WORK TO DO:
Arrange the material below as a Markdown table with two columns, Row and Content. Number each non-blank line in Row, put the line itself in Content, skip blank lines, and leave the pictures out of your answer.
=-=-=
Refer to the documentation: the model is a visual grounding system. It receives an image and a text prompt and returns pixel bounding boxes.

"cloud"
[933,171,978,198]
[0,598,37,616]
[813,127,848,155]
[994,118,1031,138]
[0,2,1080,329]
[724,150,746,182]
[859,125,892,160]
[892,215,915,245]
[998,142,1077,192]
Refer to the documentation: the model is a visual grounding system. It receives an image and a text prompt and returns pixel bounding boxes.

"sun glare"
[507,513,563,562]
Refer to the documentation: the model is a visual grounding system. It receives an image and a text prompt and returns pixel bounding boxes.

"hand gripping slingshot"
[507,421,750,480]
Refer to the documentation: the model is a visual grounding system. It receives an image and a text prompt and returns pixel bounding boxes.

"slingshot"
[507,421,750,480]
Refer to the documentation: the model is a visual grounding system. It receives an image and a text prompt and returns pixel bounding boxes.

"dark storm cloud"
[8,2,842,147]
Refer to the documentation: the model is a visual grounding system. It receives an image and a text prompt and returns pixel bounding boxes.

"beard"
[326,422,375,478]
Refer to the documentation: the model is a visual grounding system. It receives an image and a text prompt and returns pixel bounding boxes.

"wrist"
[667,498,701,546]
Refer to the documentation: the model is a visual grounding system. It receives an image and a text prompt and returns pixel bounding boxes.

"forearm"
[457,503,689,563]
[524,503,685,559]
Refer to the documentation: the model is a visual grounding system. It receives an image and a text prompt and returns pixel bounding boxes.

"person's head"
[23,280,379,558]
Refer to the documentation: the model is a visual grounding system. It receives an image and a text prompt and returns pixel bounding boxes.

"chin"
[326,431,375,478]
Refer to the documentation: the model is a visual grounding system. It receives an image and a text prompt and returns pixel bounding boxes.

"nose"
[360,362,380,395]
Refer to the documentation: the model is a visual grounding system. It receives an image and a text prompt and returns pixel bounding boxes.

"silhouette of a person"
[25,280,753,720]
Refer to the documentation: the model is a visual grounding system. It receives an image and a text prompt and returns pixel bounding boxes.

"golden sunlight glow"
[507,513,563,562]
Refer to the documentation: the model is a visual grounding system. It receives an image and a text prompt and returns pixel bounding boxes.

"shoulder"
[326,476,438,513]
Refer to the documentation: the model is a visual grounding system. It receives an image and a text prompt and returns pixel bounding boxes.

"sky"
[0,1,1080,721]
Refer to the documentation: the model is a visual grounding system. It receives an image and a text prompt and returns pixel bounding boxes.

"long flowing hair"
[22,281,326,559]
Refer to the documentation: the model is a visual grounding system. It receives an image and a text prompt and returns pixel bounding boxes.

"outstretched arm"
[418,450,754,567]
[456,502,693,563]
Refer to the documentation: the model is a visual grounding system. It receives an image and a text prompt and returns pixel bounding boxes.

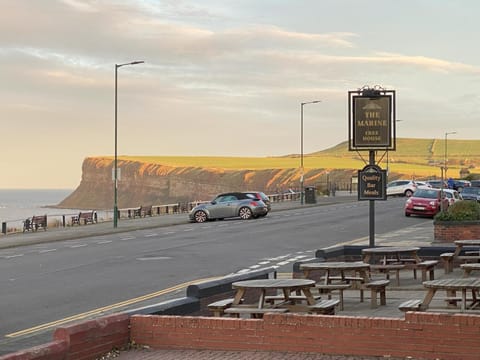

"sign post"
[348,86,396,247]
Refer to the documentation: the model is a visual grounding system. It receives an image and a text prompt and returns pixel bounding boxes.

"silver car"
[188,192,268,223]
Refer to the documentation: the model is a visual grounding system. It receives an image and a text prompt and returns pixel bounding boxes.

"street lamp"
[440,131,457,211]
[300,100,321,205]
[113,61,145,228]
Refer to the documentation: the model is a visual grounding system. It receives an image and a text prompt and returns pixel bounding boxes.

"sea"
[0,189,80,223]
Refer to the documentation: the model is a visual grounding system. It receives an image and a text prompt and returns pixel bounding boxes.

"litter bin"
[305,186,317,204]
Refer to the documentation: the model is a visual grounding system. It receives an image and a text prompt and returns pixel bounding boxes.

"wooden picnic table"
[232,279,316,309]
[440,239,480,273]
[300,261,370,285]
[420,278,480,312]
[362,246,422,265]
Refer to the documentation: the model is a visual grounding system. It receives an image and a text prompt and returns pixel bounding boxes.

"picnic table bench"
[460,263,480,277]
[440,239,480,274]
[133,205,152,217]
[23,215,47,232]
[72,210,97,225]
[398,278,480,312]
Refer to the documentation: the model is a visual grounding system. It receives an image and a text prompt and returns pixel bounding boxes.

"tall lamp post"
[113,61,145,228]
[300,100,321,205]
[440,131,457,211]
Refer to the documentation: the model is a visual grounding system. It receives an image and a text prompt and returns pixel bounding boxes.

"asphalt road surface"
[0,198,431,354]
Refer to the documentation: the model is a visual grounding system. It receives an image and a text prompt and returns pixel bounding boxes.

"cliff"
[57,157,356,210]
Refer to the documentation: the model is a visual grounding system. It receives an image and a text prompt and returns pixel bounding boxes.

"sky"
[0,0,480,189]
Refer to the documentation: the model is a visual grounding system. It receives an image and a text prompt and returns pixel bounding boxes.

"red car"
[405,188,448,217]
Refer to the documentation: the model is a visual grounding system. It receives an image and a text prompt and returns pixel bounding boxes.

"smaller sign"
[112,168,122,181]
[358,165,387,200]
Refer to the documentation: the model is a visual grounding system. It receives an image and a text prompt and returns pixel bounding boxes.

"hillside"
[58,139,480,209]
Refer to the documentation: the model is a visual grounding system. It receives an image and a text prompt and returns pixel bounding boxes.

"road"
[0,198,431,354]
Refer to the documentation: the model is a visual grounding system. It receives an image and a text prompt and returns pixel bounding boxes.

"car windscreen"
[413,189,438,199]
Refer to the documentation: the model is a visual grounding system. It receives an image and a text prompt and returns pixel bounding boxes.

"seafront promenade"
[0,192,357,249]
[0,194,472,360]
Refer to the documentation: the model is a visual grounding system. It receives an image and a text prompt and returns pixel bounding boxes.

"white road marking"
[70,244,88,249]
[5,254,24,259]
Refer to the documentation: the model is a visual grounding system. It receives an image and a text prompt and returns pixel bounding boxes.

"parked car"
[415,180,433,189]
[427,180,448,189]
[462,186,480,202]
[447,179,472,192]
[244,191,272,216]
[188,192,268,223]
[443,189,463,205]
[387,180,417,196]
[405,189,449,217]
[470,180,480,187]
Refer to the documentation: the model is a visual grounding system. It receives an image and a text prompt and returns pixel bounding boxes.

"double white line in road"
[5,276,221,338]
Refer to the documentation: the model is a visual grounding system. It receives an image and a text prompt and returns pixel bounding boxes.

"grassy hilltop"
[116,138,480,178]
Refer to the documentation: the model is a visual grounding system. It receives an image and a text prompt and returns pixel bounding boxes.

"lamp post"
[300,100,321,205]
[440,131,457,211]
[113,61,145,228]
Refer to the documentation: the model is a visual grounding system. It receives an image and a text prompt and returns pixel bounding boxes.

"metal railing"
[0,191,300,235]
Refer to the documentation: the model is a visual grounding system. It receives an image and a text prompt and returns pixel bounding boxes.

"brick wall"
[130,312,480,360]
[0,314,130,360]
[433,221,480,242]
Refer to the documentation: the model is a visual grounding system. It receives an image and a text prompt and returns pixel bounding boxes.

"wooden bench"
[265,295,321,305]
[133,205,152,217]
[365,280,390,309]
[207,298,238,317]
[411,260,438,281]
[23,218,33,232]
[460,263,480,277]
[457,252,480,263]
[23,215,47,232]
[370,264,405,286]
[224,307,288,319]
[440,253,455,274]
[398,299,422,312]
[315,284,352,310]
[326,275,365,283]
[308,299,340,315]
[72,210,97,225]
=-=-=
ANSWER TO THE PROBLEM:
| Row | Content |
|---|---|
| 1 | Refer to the documentation: the model is a visual grounding system. It receives an image and a text prompt and returns pixel bounding boxes. |
| 2 | "cloud" |
| 3 | [933,171,978,198] |
| 4 | [0,598,37,616] |
| 5 | [813,127,848,155] |
| 6 | [994,118,1031,138] |
| 7 | [0,2,1080,329] |
| 8 | [724,150,746,182] |
| 9 | [859,125,892,160] |
| 10 | [892,215,915,245] |
| 11 | [998,142,1077,192] |
| 12 | Refer to the documentation: the model is a visual grounding system. It receives an image and a text prompt and returns pixel bounding boxes. |
| 13 | "sun glare" |
| 14 | [507,513,563,562] |
| 15 | Refer to the documentation: the model is a visual grounding system. It receives an image and a text prompt and returns pixel bounding boxes. |
| 16 | "hand gripping slingshot" |
| 17 | [507,421,750,480] |
| 18 | Refer to the documentation: the model is a visual grounding system. It receives an image and a text prompt and returns pixel bounding boxes. |
| 19 | "slingshot" |
| 20 | [507,421,750,480] |
| 21 | Refer to the documentation: the model is a visual grounding system. It receives an image and a text prompt and returns pixel bounding boxes. |
| 22 | "dark storm cloud" |
| 23 | [8,2,842,147] |
| 24 | Refer to the documentation: the model is a visual grounding system. It receives an image and a text prompt and returns pixel bounding boxes. |
| 25 | "beard" |
| 26 | [326,422,375,478] |
| 27 | Refer to the documentation: the model is a visual grounding system. It receives an image and a text prompt and returns pixel bounding boxes. |
| 28 | "wrist" |
| 29 | [667,498,701,546] |
| 30 | Refer to the documentation: the model is a visual grounding system. It receives an image and a text prompt and returns pixel bounding boxes. |
| 31 | "forearm" |
| 32 | [457,503,689,563] |
| 33 | [524,503,685,559] |
| 34 | Refer to the documentation: the model is a visual grounding system. It receives an image and a text prompt and returns pixel bounding boxes. |
| 35 | "person's head" |
| 36 | [23,280,379,558] |
| 37 | Refer to the documentation: the model is a visual grounding system. It receives an image and a text prompt and returns pixel bounding boxes. |
| 38 | "chin" |
| 39 | [326,431,375,478] |
| 40 | Refer to the documentation: the model is a visual grounding system. It receives an image and a text prompt and returns pixel bounding boxes. |
| 41 | "nose" |
| 42 | [360,362,380,395] |
| 43 | Refer to the documentation: the model is a visual grounding system. It receives an image and a text prompt and returns pixel bounding boxes. |
| 44 | "silhouette of a person" |
| 45 | [25,280,753,720] |
| 46 | Refer to the documentation: the model is a visual grounding system. It receives an image and a text prompt and returns pixel bounding boxes. |
| 47 | "golden sunlight glow" |
| 48 | [507,513,563,562] |
| 49 | Refer to the documentation: the model is a visual grounding system. It receives an image and a text prompt and returns pixel bounding boxes. |
| 50 | "shoulder" |
| 51 | [326,476,438,513] |
| 52 | Refer to the documentation: the model is a visual grounding system. It receives an image and a text prompt and returns pixel bounding boxes. |
| 53 | "sky" |
| 54 | [0,1,1080,721] |
| 55 | Refer to the documentation: the model is a visual grounding system. It receives an image and a text prompt and returns pixel bounding boxes. |
| 56 | "long flowing hair" |
| 57 | [22,281,326,559] |
| 58 | Refer to the documentation: the model is a visual grounding system. It receives an image and a text prompt and returns pixel bounding boxes. |
| 59 | "outstretched arm" |
| 60 | [418,450,754,567] |
| 61 | [456,502,693,563] |
| 62 | Refer to the documentation: the model is a visual grounding system. It receives an image and a text prompt and returns pixel bounding boxes. |
| 63 | "sign post" |
| 64 | [348,86,396,247] |
| 65 | Refer to the documentation: the model is a visual grounding system. It receives an image and a text prompt and returns pixel bounding boxes. |
| 66 | "silver car" |
| 67 | [188,192,268,223] |
| 68 | Refer to the documentation: the model is a visual grounding system. It receives an image and a text prompt and returns pixel bounding boxes. |
| 69 | "street lamp" |
| 70 | [440,131,457,211] |
| 71 | [300,100,321,205] |
| 72 | [113,61,145,228] |
| 73 | Refer to the documentation: the model is a visual grounding system. It receives an image and a text prompt and returns pixel bounding boxes. |
| 74 | "sea" |
| 75 | [0,189,80,223] |
| 76 | Refer to the documentation: the model is a visual grounding system. It receives an image and a text prompt and returns pixel bounding boxes. |
| 77 | "litter bin" |
| 78 | [305,186,317,204] |
| 79 | Refer to the documentation: the model is a visual grounding system. It receives an image and a text prompt and returns pixel bounding boxes. |
| 80 | "wooden picnic table" |
| 81 | [232,279,316,309] |
| 82 | [440,239,480,273] |
| 83 | [300,261,370,285] |
| 84 | [420,278,480,312] |
| 85 | [362,246,422,265] |
| 86 | Refer to the documentation: the model is a visual grounding system. It receives an image and a text prompt and returns pixel bounding boxes. |
| 87 | "picnic table bench" |
| 88 | [460,263,480,277] |
| 89 | [440,239,480,274] |
| 90 | [133,205,152,217] |
| 91 | [23,215,47,232] |
| 92 | [72,210,97,225] |
| 93 | [398,278,480,312] |
| 94 | Refer to the documentation: the model is a visual grounding system. It receives an image and a text prompt and returns pixel bounding boxes. |
| 95 | "tall lamp post" |
| 96 | [113,61,145,228] |
| 97 | [300,100,321,205] |
| 98 | [440,131,457,211] |
| 99 | Refer to the documentation: the model is a visual grounding system. It receives an image and a text prompt and returns pixel bounding boxes. |
| 100 | "asphalt road surface" |
| 101 | [0,198,431,354] |
| 102 | Refer to the documentation: the model is a visual grounding system. It receives an image and a text prompt and returns pixel bounding boxes. |
| 103 | "cliff" |
| 104 | [57,157,356,210] |
| 105 | Refer to the documentation: the model is a visual grounding system. It receives an image and a text prompt and returns pixel bounding boxes. |
| 106 | "sky" |
| 107 | [0,0,480,189] |
| 108 | Refer to the documentation: the model is a visual grounding system. It receives an image and a text prompt and returns pixel bounding boxes. |
| 109 | "red car" |
| 110 | [405,188,448,217] |
| 111 | Refer to the documentation: the model is a visual grounding system. It receives an image and a text prompt and returns pixel bounding boxes. |
| 112 | "smaller sign" |
| 113 | [112,168,122,181] |
| 114 | [358,165,387,200] |
| 115 | Refer to the documentation: the model is a visual grounding system. It receives an image and a text prompt and returns pixel bounding boxes. |
| 116 | "hillside" |
| 117 | [58,139,480,209] |
| 118 | Refer to the documentation: the model is a visual grounding system. It receives an image and a text prompt and returns pixel bounding boxes. |
| 119 | "road" |
| 120 | [0,198,431,354] |
| 121 | Refer to the documentation: the model is a visual grounding system. It receives an image and a text prompt and returns pixel bounding boxes. |
| 122 | "car windscreen" |
| 123 | [413,189,438,199] |
| 124 | Refer to the documentation: the model is a visual grounding system. It receives an image and a text prompt and returns pixel bounding boxes. |
| 125 | "seafront promenade" |
| 126 | [0,192,357,249] |
| 127 | [0,194,472,360] |
| 128 | Refer to the documentation: the model is a visual grounding system. It receives an image and a text prompt and returns pixel bounding boxes. |
| 129 | "white road marking" |
| 130 | [70,244,88,249] |
| 131 | [5,254,24,259] |
| 132 | Refer to the documentation: the model is a visual grounding system. It receives an image and a text prompt and returns pixel bounding boxes. |
| 133 | "parked car" |
| 134 | [415,180,433,189] |
| 135 | [427,180,448,189] |
| 136 | [462,186,480,202] |
| 137 | [447,179,472,192] |
| 138 | [244,191,272,216] |
| 139 | [188,192,268,223] |
| 140 | [443,189,463,205] |
| 141 | [387,180,417,196] |
| 142 | [405,189,449,217] |
| 143 | [470,180,480,187] |
| 144 | Refer to the documentation: the model is a visual grounding system. It receives an image and a text prompt and returns pixel bounding boxes. |
| 145 | "double white line in road" |
| 146 | [5,276,221,338] |
| 147 | Refer to the documentation: the model is a visual grounding system. It receives an image and a text prompt and returns pixel bounding boxes. |
| 148 | "grassy hilltop" |
| 149 | [116,138,480,178] |
| 150 | Refer to the documentation: the model is a visual grounding system. It receives an image and a text prompt and returns pixel bounding boxes. |
| 151 | "lamp post" |
| 152 | [300,100,321,205] |
| 153 | [440,131,457,211] |
| 154 | [113,61,145,228] |
| 155 | Refer to the documentation: the model is a visual grounding system. It receives an image and a text prompt and returns pixel bounding boxes. |
| 156 | "metal railing" |
| 157 | [0,191,300,235] |
| 158 | Refer to the documentation: the model is a visual grounding system. It receives an image and a text prompt and returns pixel bounding boxes. |
| 159 | "brick wall" |
| 160 | [130,312,480,360] |
| 161 | [0,314,130,360] |
| 162 | [433,221,480,242] |
| 163 | Refer to the documentation: the model is a visual grounding system. It receives an image and a text prompt and returns pixel bounding boxes. |
| 164 | "wooden bench" |
| 165 | [265,295,321,305] |
| 166 | [133,205,152,217] |
| 167 | [365,280,390,309] |
| 168 | [207,298,238,317] |
| 169 | [411,260,438,281] |
| 170 | [23,218,33,232] |
| 171 | [460,263,480,277] |
| 172 | [457,252,480,263] |
| 173 | [23,215,47,232] |
| 174 | [370,264,405,286] |
| 175 | [224,307,288,319] |
| 176 | [440,253,455,274] |
| 177 | [398,299,422,312] |
| 178 | [315,284,352,310] |
| 179 | [326,275,365,283] |
| 180 | [308,299,340,315] |
| 181 | [72,210,97,225] |